* [WHAT YOU HAVE TO DO] Lay out the items below as a two-column CSV headed text and answer, with one row per item. Put each item's text and its answer in a single quoted field, and replace any line breaks with spaces.

[Point annotation data]
·····
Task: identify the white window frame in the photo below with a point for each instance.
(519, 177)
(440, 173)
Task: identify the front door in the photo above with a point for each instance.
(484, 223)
·····
* [SOLUTION FOR THIS EXERCISE]
text,answer
"Task: identify the white window frame in the photo below with a point for each instance.","(519, 177) (440, 173)"
"Task: identify the front door in the photo above with a point for each instance.","(484, 223)"